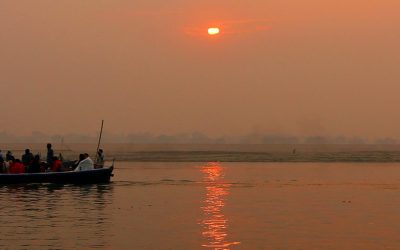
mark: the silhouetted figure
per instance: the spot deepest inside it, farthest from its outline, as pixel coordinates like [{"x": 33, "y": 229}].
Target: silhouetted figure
[
  {"x": 9, "y": 156},
  {"x": 85, "y": 164},
  {"x": 50, "y": 155},
  {"x": 100, "y": 158},
  {"x": 57, "y": 165},
  {"x": 35, "y": 167},
  {"x": 16, "y": 167},
  {"x": 27, "y": 158}
]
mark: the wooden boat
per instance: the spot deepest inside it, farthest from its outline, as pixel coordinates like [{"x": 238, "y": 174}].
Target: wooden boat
[{"x": 101, "y": 175}]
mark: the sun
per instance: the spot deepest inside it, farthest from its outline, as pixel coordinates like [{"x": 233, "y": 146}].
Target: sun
[{"x": 213, "y": 31}]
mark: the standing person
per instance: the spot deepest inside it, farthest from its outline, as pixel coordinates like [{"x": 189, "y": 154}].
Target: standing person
[
  {"x": 27, "y": 158},
  {"x": 35, "y": 166},
  {"x": 50, "y": 155},
  {"x": 85, "y": 164},
  {"x": 9, "y": 156},
  {"x": 16, "y": 167},
  {"x": 100, "y": 159}
]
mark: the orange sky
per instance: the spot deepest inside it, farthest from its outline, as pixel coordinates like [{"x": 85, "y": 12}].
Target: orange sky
[{"x": 294, "y": 67}]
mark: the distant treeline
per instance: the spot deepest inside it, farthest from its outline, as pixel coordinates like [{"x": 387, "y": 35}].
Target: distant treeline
[{"x": 192, "y": 138}]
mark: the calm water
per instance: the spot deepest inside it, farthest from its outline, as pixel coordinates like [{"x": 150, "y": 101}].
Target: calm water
[{"x": 211, "y": 206}]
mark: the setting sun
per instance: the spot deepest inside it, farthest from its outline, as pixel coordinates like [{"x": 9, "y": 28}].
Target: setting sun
[{"x": 213, "y": 31}]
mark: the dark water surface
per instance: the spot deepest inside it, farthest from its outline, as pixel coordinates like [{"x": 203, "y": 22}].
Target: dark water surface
[{"x": 211, "y": 206}]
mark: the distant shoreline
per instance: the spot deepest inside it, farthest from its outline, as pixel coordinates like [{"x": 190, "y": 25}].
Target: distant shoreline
[{"x": 363, "y": 153}]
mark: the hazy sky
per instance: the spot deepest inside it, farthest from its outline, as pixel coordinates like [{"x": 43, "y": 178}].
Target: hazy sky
[{"x": 307, "y": 67}]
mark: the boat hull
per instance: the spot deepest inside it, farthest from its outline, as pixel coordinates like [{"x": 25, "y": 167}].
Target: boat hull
[{"x": 102, "y": 175}]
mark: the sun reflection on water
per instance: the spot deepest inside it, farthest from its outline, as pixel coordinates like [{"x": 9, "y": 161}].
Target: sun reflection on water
[{"x": 215, "y": 224}]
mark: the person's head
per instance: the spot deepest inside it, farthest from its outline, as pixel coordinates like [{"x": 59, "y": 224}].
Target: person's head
[
  {"x": 37, "y": 158},
  {"x": 81, "y": 157}
]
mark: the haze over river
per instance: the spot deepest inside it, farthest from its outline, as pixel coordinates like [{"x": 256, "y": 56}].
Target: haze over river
[{"x": 211, "y": 206}]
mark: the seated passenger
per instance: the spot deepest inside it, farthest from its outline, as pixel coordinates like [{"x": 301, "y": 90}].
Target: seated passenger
[
  {"x": 27, "y": 158},
  {"x": 9, "y": 156},
  {"x": 57, "y": 165},
  {"x": 85, "y": 164},
  {"x": 100, "y": 159},
  {"x": 35, "y": 166},
  {"x": 16, "y": 167}
]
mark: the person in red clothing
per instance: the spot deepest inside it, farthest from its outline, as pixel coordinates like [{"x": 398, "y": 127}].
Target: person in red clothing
[
  {"x": 16, "y": 167},
  {"x": 57, "y": 165}
]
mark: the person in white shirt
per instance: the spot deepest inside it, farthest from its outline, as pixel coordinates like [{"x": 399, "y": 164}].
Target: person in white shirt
[{"x": 85, "y": 164}]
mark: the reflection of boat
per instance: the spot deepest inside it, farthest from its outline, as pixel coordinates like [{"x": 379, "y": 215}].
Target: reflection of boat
[{"x": 102, "y": 175}]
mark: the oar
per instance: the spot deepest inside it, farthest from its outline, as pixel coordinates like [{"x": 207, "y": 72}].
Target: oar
[{"x": 98, "y": 144}]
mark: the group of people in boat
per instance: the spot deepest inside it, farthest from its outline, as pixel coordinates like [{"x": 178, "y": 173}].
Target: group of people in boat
[{"x": 30, "y": 163}]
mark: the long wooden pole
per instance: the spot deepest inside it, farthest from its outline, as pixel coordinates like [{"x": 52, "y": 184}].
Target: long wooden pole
[{"x": 98, "y": 144}]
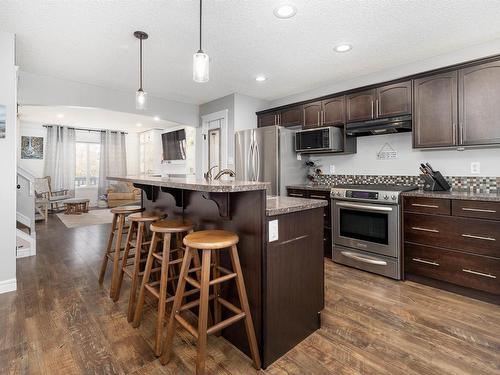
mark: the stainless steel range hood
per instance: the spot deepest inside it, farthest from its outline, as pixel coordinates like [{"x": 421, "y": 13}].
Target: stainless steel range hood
[{"x": 380, "y": 126}]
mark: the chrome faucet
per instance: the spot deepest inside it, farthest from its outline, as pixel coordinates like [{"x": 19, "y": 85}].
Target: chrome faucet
[
  {"x": 208, "y": 174},
  {"x": 229, "y": 172}
]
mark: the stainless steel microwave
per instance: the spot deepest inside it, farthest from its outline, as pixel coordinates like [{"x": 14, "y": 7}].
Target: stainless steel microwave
[{"x": 328, "y": 139}]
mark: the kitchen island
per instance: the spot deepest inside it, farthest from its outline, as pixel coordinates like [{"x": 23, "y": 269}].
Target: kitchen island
[{"x": 283, "y": 270}]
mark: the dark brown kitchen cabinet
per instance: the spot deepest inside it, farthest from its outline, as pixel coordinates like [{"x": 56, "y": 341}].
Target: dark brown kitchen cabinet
[
  {"x": 435, "y": 110},
  {"x": 334, "y": 111},
  {"x": 479, "y": 104},
  {"x": 312, "y": 114},
  {"x": 292, "y": 116},
  {"x": 361, "y": 105},
  {"x": 393, "y": 100},
  {"x": 267, "y": 119}
]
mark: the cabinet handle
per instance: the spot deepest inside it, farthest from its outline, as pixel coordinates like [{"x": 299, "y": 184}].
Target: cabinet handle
[
  {"x": 426, "y": 229},
  {"x": 479, "y": 237},
  {"x": 425, "y": 261},
  {"x": 478, "y": 210},
  {"x": 424, "y": 205},
  {"x": 480, "y": 273}
]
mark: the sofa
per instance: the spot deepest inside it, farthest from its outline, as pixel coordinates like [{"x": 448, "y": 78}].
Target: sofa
[{"x": 122, "y": 194}]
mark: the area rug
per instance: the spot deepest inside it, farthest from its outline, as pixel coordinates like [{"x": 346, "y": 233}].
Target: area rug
[{"x": 93, "y": 217}]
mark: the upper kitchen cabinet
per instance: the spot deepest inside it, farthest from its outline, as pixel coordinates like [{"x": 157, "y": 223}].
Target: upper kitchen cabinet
[
  {"x": 435, "y": 110},
  {"x": 334, "y": 111},
  {"x": 479, "y": 104},
  {"x": 292, "y": 116},
  {"x": 361, "y": 105},
  {"x": 393, "y": 100},
  {"x": 312, "y": 114}
]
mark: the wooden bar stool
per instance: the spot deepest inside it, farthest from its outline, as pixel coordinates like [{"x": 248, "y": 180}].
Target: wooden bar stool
[
  {"x": 162, "y": 231},
  {"x": 132, "y": 269},
  {"x": 210, "y": 241},
  {"x": 118, "y": 228}
]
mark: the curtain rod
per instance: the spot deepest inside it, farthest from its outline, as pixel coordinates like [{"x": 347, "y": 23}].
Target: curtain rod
[{"x": 88, "y": 129}]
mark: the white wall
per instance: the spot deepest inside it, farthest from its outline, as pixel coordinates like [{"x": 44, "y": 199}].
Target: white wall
[
  {"x": 449, "y": 162},
  {"x": 8, "y": 158},
  {"x": 37, "y": 89}
]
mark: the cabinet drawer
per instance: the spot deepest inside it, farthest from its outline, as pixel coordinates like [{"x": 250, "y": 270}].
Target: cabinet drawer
[
  {"x": 472, "y": 271},
  {"x": 477, "y": 209},
  {"x": 466, "y": 234},
  {"x": 436, "y": 206}
]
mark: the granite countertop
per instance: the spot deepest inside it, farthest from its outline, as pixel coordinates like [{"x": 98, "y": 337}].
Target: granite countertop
[
  {"x": 465, "y": 195},
  {"x": 283, "y": 205},
  {"x": 316, "y": 187},
  {"x": 219, "y": 186}
]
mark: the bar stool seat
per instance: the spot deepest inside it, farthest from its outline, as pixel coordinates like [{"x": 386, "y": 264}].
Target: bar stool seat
[
  {"x": 211, "y": 242},
  {"x": 118, "y": 228},
  {"x": 211, "y": 239}
]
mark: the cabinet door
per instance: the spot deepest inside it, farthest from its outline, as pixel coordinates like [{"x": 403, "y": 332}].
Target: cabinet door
[
  {"x": 360, "y": 106},
  {"x": 479, "y": 104},
  {"x": 334, "y": 111},
  {"x": 312, "y": 114},
  {"x": 267, "y": 119},
  {"x": 435, "y": 110},
  {"x": 291, "y": 116},
  {"x": 394, "y": 100}
]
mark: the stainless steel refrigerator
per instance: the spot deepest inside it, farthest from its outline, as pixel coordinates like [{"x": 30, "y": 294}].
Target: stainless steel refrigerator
[{"x": 268, "y": 154}]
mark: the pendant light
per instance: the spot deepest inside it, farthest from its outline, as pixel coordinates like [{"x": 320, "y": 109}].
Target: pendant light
[
  {"x": 141, "y": 96},
  {"x": 200, "y": 60}
]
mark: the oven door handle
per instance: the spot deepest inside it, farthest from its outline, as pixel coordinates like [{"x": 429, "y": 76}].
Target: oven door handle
[
  {"x": 363, "y": 259},
  {"x": 364, "y": 207}
]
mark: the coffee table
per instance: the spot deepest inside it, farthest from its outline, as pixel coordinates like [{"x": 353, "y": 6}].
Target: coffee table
[{"x": 76, "y": 206}]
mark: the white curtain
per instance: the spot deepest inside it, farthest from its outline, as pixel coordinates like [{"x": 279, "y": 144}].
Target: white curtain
[
  {"x": 113, "y": 159},
  {"x": 60, "y": 158}
]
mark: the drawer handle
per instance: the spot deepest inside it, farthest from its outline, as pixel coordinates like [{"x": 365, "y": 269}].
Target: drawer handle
[
  {"x": 424, "y": 205},
  {"x": 479, "y": 237},
  {"x": 425, "y": 261},
  {"x": 478, "y": 210},
  {"x": 426, "y": 229},
  {"x": 479, "y": 273}
]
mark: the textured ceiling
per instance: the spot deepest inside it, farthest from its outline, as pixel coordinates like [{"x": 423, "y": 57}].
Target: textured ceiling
[{"x": 91, "y": 41}]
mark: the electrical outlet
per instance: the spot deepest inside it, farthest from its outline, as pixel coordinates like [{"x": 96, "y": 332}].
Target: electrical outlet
[
  {"x": 273, "y": 230},
  {"x": 475, "y": 167}
]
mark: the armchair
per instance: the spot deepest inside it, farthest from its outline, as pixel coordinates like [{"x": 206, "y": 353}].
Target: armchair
[{"x": 119, "y": 197}]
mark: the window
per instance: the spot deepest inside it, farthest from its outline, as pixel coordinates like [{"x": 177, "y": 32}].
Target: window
[{"x": 87, "y": 164}]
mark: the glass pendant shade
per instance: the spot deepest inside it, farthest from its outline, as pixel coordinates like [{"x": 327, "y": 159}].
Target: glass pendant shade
[
  {"x": 141, "y": 99},
  {"x": 200, "y": 67}
]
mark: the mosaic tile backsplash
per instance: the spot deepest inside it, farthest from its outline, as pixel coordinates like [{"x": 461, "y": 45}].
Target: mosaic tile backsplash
[{"x": 458, "y": 183}]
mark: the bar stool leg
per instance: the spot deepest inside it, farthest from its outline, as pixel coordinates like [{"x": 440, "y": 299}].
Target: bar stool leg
[
  {"x": 145, "y": 280},
  {"x": 116, "y": 259},
  {"x": 203, "y": 312},
  {"x": 162, "y": 302},
  {"x": 135, "y": 273},
  {"x": 167, "y": 346},
  {"x": 242, "y": 294},
  {"x": 111, "y": 236},
  {"x": 119, "y": 273}
]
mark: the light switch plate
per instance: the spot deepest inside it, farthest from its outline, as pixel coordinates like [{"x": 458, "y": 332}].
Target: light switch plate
[
  {"x": 273, "y": 230},
  {"x": 475, "y": 167}
]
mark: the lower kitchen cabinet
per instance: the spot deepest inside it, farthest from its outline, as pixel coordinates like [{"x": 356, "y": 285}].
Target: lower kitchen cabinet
[
  {"x": 452, "y": 241},
  {"x": 327, "y": 226}
]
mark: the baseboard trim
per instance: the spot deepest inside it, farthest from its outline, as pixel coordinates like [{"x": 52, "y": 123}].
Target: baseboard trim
[{"x": 9, "y": 285}]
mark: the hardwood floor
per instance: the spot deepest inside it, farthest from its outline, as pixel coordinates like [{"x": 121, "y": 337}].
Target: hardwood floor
[{"x": 60, "y": 321}]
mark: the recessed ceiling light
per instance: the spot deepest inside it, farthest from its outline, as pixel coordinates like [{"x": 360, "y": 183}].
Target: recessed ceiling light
[
  {"x": 342, "y": 48},
  {"x": 285, "y": 11}
]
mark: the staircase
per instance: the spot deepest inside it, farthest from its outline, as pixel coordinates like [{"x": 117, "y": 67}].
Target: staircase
[{"x": 25, "y": 214}]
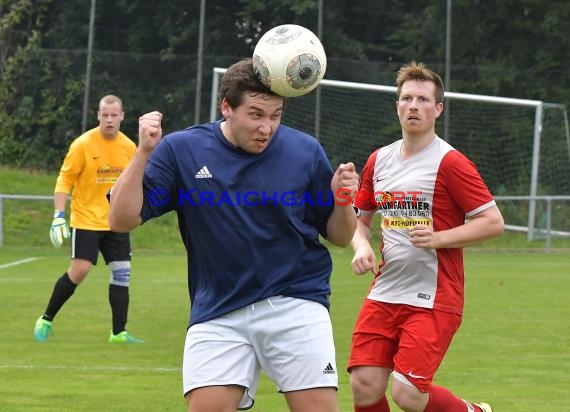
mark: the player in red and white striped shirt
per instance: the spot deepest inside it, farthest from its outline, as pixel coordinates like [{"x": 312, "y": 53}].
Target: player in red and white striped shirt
[{"x": 432, "y": 202}]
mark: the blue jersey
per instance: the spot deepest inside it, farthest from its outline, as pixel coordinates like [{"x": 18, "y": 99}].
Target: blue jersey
[{"x": 250, "y": 222}]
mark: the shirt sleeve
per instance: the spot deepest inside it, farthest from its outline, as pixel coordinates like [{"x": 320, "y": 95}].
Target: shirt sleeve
[
  {"x": 469, "y": 190},
  {"x": 72, "y": 166},
  {"x": 320, "y": 210},
  {"x": 160, "y": 194},
  {"x": 364, "y": 198}
]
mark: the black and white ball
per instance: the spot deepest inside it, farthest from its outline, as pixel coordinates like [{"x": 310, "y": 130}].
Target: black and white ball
[{"x": 290, "y": 60}]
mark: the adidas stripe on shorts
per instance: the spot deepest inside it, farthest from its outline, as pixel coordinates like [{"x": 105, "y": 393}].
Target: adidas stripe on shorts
[{"x": 290, "y": 339}]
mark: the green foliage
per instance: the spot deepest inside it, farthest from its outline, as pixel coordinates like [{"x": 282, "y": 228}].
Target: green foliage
[{"x": 512, "y": 48}]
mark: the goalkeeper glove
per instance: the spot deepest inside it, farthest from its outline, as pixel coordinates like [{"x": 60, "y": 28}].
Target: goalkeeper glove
[{"x": 59, "y": 229}]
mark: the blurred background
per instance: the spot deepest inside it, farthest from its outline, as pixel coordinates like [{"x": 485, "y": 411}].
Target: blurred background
[{"x": 57, "y": 58}]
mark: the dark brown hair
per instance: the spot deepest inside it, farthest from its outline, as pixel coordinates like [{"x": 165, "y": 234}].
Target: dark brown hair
[
  {"x": 239, "y": 79},
  {"x": 418, "y": 71}
]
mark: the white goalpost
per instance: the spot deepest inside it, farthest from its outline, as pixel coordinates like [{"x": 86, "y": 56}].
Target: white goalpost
[{"x": 521, "y": 147}]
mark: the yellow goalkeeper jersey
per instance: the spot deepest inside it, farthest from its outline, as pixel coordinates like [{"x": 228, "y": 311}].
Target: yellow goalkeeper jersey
[{"x": 91, "y": 167}]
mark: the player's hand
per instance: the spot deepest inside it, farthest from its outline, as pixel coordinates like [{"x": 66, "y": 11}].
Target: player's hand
[
  {"x": 150, "y": 131},
  {"x": 364, "y": 260},
  {"x": 59, "y": 229},
  {"x": 345, "y": 183},
  {"x": 423, "y": 237}
]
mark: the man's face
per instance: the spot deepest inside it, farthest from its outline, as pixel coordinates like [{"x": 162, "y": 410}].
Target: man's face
[
  {"x": 417, "y": 107},
  {"x": 110, "y": 116},
  {"x": 251, "y": 125}
]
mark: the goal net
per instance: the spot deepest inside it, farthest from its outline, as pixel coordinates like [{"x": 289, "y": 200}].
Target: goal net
[{"x": 521, "y": 147}]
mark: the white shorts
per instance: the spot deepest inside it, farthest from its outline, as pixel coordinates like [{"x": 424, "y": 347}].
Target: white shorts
[{"x": 290, "y": 339}]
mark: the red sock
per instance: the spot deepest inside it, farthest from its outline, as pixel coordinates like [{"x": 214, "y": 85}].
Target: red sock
[
  {"x": 442, "y": 400},
  {"x": 380, "y": 406}
]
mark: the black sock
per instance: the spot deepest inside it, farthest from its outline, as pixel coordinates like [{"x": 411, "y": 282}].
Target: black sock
[
  {"x": 119, "y": 300},
  {"x": 62, "y": 291}
]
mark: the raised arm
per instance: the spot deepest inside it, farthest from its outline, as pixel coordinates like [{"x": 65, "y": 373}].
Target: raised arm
[
  {"x": 127, "y": 194},
  {"x": 342, "y": 222}
]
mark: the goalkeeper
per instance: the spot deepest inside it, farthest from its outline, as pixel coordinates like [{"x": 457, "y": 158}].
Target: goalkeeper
[{"x": 92, "y": 165}]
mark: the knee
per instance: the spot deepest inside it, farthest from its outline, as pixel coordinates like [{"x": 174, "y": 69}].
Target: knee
[
  {"x": 120, "y": 273},
  {"x": 408, "y": 397},
  {"x": 367, "y": 385}
]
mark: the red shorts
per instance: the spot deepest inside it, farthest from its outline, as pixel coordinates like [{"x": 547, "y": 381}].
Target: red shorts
[{"x": 409, "y": 340}]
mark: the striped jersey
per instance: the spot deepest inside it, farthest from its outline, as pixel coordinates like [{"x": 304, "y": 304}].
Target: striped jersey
[
  {"x": 438, "y": 187},
  {"x": 250, "y": 222},
  {"x": 90, "y": 168}
]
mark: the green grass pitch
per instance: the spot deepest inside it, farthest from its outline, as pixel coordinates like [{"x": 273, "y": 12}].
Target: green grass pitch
[{"x": 512, "y": 349}]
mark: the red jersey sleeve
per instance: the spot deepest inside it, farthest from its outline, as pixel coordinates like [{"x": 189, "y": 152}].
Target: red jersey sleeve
[
  {"x": 364, "y": 199},
  {"x": 466, "y": 186}
]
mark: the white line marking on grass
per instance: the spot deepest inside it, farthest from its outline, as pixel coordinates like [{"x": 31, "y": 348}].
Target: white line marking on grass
[
  {"x": 18, "y": 262},
  {"x": 88, "y": 368}
]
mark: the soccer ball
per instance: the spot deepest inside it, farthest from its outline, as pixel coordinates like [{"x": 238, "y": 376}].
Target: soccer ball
[{"x": 290, "y": 60}]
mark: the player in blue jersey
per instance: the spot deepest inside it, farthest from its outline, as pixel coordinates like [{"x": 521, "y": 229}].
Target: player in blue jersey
[{"x": 252, "y": 197}]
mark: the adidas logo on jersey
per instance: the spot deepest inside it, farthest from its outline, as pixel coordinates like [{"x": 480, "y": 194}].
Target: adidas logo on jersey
[
  {"x": 203, "y": 173},
  {"x": 329, "y": 370}
]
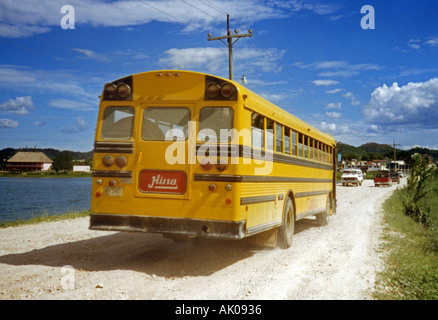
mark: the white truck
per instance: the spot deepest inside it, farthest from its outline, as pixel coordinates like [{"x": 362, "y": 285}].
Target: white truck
[{"x": 352, "y": 176}]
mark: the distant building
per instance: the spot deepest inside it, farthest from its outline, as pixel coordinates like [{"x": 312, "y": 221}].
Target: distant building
[
  {"x": 81, "y": 168},
  {"x": 29, "y": 162}
]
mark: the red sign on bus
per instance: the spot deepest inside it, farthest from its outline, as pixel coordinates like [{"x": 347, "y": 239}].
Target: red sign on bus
[{"x": 160, "y": 181}]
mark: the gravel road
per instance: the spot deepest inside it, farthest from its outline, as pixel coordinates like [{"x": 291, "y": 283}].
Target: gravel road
[{"x": 65, "y": 260}]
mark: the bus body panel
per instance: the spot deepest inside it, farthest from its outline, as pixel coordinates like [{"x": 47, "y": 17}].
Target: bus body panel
[{"x": 149, "y": 194}]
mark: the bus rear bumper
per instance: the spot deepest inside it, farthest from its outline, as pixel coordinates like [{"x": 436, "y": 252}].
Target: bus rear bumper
[{"x": 165, "y": 225}]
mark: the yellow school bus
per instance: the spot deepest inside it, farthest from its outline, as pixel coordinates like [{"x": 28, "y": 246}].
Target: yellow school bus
[{"x": 190, "y": 154}]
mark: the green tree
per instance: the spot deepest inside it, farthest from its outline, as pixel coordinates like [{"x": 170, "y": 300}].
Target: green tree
[
  {"x": 63, "y": 161},
  {"x": 416, "y": 189}
]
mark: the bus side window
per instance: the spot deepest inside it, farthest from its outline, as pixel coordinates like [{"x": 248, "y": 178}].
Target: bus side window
[
  {"x": 287, "y": 140},
  {"x": 306, "y": 147},
  {"x": 257, "y": 130},
  {"x": 331, "y": 154},
  {"x": 278, "y": 138},
  {"x": 320, "y": 151},
  {"x": 294, "y": 142},
  {"x": 311, "y": 142},
  {"x": 269, "y": 135}
]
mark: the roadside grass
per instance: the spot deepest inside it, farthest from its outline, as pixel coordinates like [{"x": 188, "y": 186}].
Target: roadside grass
[
  {"x": 45, "y": 218},
  {"x": 411, "y": 261}
]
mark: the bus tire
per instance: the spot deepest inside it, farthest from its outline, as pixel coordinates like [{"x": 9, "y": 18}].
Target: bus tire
[
  {"x": 287, "y": 229},
  {"x": 321, "y": 218}
]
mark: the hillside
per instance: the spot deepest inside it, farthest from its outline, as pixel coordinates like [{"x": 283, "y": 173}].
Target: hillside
[
  {"x": 6, "y": 153},
  {"x": 376, "y": 151},
  {"x": 376, "y": 148}
]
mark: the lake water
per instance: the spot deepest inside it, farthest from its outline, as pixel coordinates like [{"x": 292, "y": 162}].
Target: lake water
[{"x": 26, "y": 198}]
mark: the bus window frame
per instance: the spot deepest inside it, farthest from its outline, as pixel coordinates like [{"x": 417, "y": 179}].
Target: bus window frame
[
  {"x": 276, "y": 138},
  {"x": 103, "y": 126},
  {"x": 164, "y": 107},
  {"x": 217, "y": 137}
]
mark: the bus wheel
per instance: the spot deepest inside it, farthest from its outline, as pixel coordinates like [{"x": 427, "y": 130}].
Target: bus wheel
[
  {"x": 286, "y": 231},
  {"x": 321, "y": 218}
]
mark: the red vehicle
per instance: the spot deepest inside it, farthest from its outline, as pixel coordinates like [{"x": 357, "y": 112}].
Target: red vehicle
[{"x": 383, "y": 178}]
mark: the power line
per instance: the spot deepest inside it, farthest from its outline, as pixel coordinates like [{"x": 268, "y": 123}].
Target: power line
[
  {"x": 162, "y": 11},
  {"x": 213, "y": 6},
  {"x": 230, "y": 44},
  {"x": 200, "y": 10}
]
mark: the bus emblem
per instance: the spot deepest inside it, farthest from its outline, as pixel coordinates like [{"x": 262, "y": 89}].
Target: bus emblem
[{"x": 162, "y": 181}]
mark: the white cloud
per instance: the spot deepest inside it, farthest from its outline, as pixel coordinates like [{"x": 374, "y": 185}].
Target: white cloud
[
  {"x": 214, "y": 59},
  {"x": 26, "y": 79},
  {"x": 353, "y": 100},
  {"x": 71, "y": 104},
  {"x": 91, "y": 54},
  {"x": 413, "y": 104},
  {"x": 328, "y": 126},
  {"x": 334, "y": 115},
  {"x": 334, "y": 91},
  {"x": 332, "y": 105},
  {"x": 432, "y": 42},
  {"x": 25, "y": 18},
  {"x": 77, "y": 126},
  {"x": 21, "y": 105},
  {"x": 418, "y": 43},
  {"x": 8, "y": 123},
  {"x": 325, "y": 82}
]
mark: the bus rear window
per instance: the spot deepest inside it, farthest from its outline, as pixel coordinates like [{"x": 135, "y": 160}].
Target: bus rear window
[
  {"x": 165, "y": 123},
  {"x": 118, "y": 123},
  {"x": 212, "y": 120}
]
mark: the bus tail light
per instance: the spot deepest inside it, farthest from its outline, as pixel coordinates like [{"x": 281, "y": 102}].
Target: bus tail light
[
  {"x": 123, "y": 90},
  {"x": 227, "y": 90},
  {"x": 213, "y": 90},
  {"x": 108, "y": 160},
  {"x": 206, "y": 164},
  {"x": 221, "y": 165},
  {"x": 110, "y": 91},
  {"x": 121, "y": 161},
  {"x": 118, "y": 90},
  {"x": 219, "y": 89}
]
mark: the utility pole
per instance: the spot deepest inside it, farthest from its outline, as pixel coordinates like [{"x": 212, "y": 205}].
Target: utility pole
[
  {"x": 230, "y": 43},
  {"x": 394, "y": 144}
]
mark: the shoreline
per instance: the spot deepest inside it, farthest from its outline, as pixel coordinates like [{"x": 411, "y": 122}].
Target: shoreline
[
  {"x": 68, "y": 174},
  {"x": 45, "y": 218}
]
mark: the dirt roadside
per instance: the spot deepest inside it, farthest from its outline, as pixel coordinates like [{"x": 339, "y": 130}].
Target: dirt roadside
[{"x": 65, "y": 260}]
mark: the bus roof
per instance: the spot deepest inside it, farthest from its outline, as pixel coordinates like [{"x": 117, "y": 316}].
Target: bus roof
[{"x": 259, "y": 104}]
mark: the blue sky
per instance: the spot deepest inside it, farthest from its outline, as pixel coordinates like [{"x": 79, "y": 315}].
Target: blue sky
[{"x": 312, "y": 58}]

==========

- **Set problem**
Print exactly the lines above, starting at the line that contains "mark: the bus tail light" and ending with the last line of the records, both included.

- **Solution to this task**
mark: the bus tail light
per instance: the spot deepest inside it, farthest from its outline, as pixel coordinates like [{"x": 281, "y": 102}].
Target: bus tail light
[
  {"x": 123, "y": 90},
  {"x": 227, "y": 90},
  {"x": 213, "y": 90},
  {"x": 108, "y": 160},
  {"x": 206, "y": 164},
  {"x": 221, "y": 165},
  {"x": 110, "y": 91},
  {"x": 121, "y": 161},
  {"x": 118, "y": 90},
  {"x": 219, "y": 89}
]
mark: the utility pole
per instance: the spot deepest inside it, farthest from its outline, as pixel coordinates like [{"x": 212, "y": 205}].
Target: utility pole
[
  {"x": 230, "y": 43},
  {"x": 394, "y": 144}
]
mark: the shoreline
per instance: the spot deepest inside it, farthest from its outline, as pixel coordinates like [{"x": 411, "y": 122}].
Target: shoreline
[
  {"x": 68, "y": 174},
  {"x": 45, "y": 218}
]
mark: the dirt roadside
per instance: the spot deepest inside it, farthest from its outline, as pixel coordinates like [{"x": 339, "y": 130}].
Target: dirt roadside
[{"x": 65, "y": 260}]
mark: the bus roof
per instance: the spot deepest inside it, farthest from its outline, as pixel coordinates like [{"x": 117, "y": 316}].
Target: bus roof
[{"x": 259, "y": 104}]
mark: the blue sky
per instance: the spot deepest inside it, farthest from its outline, as pixel coordinates like [{"x": 79, "y": 315}].
Target: blue sky
[{"x": 312, "y": 58}]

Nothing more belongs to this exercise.